=== SOURCE PASSAGE ===
Diversity Awareness Partnership: Dialogue on Diversity

When Veterans United’s manager of diversity and inclusion programs, Loreli Wilson, first took her position, she searched for larger diversity programs to connect with across Columbia. She was surprised to find none.

What would eventually become Columbia’s Diversity Awareness Partnership originally started as an initiative by professionals, like Wilson, from VU, Shelter Insurance, and MU. Having only been working within their own companies, they linked up to spread their mission of discussing and embracing diversity across Columbia and beyond. After broadening their search, the initiative group connected with the Diversity Awareness Partnership in St. Louis.

“It seemed like a natural fit to take the energy and enthusiasm we had here and partner it with the stability of the program in St. Louis,” DAP advisory board member Amanda Andrade says.

The St. Louis DAP already had framework, a board, and 501(c)(3) status. In March of 2015, the Columbia branch of DAP was born.

DAP Columbia modifies the successful programming in St. Louis to suit mid-Missouri. It is funded by its corporate sponsors, VU, Commerce Bank, and Shelter Insurance, and interested individuals can also partner with the program through a DAP Connect membership.
===
DIRECTIVES ::
- A) From the article on the Diversity Awareness Partnership, repeat everything from "Diversity Awareness Partnership: Dialogue" down to "in St. Louis.".
- B) Answer these questions using the article on the Diversity Awareness Partnership:
(i) In what month and year was the Columbia branch of DAP born?
(ii) Which three corporate sponsors fund DAP Columbia?
(iii) In which city was the existing Diversity Awareness Partnership that the initiative group connected with?
- C) Extend the article on the Diversity Awareness Partnership in Columbia, picking up after its final sentence.
=== MATERIAL PROVIDED ===
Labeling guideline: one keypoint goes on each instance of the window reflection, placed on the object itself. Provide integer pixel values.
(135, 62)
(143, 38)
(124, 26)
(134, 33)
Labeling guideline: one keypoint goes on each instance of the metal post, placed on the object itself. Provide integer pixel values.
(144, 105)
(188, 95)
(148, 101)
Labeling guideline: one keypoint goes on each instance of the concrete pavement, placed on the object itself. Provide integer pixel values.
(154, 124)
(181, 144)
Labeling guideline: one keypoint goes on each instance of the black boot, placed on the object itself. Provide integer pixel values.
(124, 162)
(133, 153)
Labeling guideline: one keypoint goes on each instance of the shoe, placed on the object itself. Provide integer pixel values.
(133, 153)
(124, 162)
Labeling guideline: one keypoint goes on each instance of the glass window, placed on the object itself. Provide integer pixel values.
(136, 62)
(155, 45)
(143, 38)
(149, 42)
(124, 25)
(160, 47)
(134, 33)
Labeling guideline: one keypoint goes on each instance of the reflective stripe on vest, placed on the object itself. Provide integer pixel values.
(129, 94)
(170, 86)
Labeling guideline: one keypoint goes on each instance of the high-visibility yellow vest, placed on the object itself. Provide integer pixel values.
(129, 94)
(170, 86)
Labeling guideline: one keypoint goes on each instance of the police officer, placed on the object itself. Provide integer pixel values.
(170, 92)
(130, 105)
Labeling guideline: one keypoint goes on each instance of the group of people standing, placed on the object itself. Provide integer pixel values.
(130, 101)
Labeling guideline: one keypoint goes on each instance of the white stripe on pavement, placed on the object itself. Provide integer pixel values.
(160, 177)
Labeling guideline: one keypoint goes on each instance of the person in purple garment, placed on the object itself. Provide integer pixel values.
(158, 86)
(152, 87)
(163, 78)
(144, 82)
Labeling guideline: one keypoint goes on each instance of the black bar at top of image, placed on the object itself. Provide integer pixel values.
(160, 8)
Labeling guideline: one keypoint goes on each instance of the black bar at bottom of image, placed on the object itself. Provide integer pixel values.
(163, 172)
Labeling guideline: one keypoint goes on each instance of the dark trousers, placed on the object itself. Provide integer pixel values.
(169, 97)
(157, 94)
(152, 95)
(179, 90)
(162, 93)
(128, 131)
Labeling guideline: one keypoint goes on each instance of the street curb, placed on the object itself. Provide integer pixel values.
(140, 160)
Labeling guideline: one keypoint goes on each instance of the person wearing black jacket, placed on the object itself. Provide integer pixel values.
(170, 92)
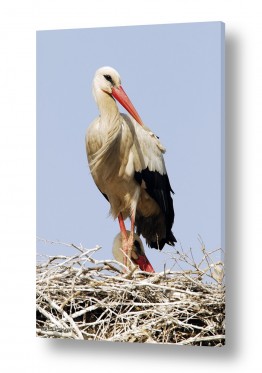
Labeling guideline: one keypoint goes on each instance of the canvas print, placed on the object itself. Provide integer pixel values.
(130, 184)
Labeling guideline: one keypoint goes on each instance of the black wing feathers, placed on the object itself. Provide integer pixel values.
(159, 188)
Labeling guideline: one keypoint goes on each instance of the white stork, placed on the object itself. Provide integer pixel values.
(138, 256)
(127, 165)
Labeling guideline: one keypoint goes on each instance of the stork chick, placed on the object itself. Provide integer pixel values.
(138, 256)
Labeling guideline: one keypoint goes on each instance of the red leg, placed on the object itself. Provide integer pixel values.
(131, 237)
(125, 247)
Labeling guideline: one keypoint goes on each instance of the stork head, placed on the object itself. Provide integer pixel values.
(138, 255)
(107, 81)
===
THE RESULTS ::
- A)
Diversity Awareness Partnership: Dialogue on Diversity

When Veterans United’s manager of diversity and inclusion programs, Loreli Wilson, first took her position, she searched for larger diversity programs to connect with across Columbia. She was surprised to find none.

What would eventually become Columbia’s Diversity Awareness Partnership originally started as an initiative by professionals, like Wilson, from VU, Shelter Insurance, and MU. Having only been working within their own companies, they linked up to spread their mission of discussing and embracing diversity across Columbia and beyond. After broadening their search, the initiative group connected with the Diversity Awareness Partnership in St. Louis.

- B)
(i) March of 2015
(ii) VU, Commerce Bank, and Shelter Insurance
(iii) St. Louis

- C)
The Columbia location is what Nikki McGruder calls “a one-woman show,” though she is thankful for the support of the advisory board and professionals at other institutions. McGruder, who came to DAP from a corporate career at Edward Jones, is the regional manager of the Columbia DAP. She’s the woman behind scheduling, communicating, planning training sessions, and programming.

“It’s a leap to go from a corporate to a nonprofit life,” McGruder says. “It’s hard when you’re in a large organization to really see how your role fits into the big picture.”

With her new role, McGruder feels a sense of purpose and drive.

“I’m just proud that an organization like this exists, where I can bring my whole self to it,” she says. “I don’t have to minimize who I am, even as a black woman with natural hair, just in my brown skin, just doing what I do.”

McGruder and her advisory board know that this isn’t the case for everyone at every workplace. That’s what they’re trying to change.

diversityawarenesspartnership-advisoryboard

DAP doesn’t just focus on race; it focuses on all areas of diversity, including “conversations around disability, sexual orientation, aging, and gender identity,” advisory board member Stacye Smith says. In early August, McGruder received an email request to do a dialogue session on religion. Her response: “Absolutely.”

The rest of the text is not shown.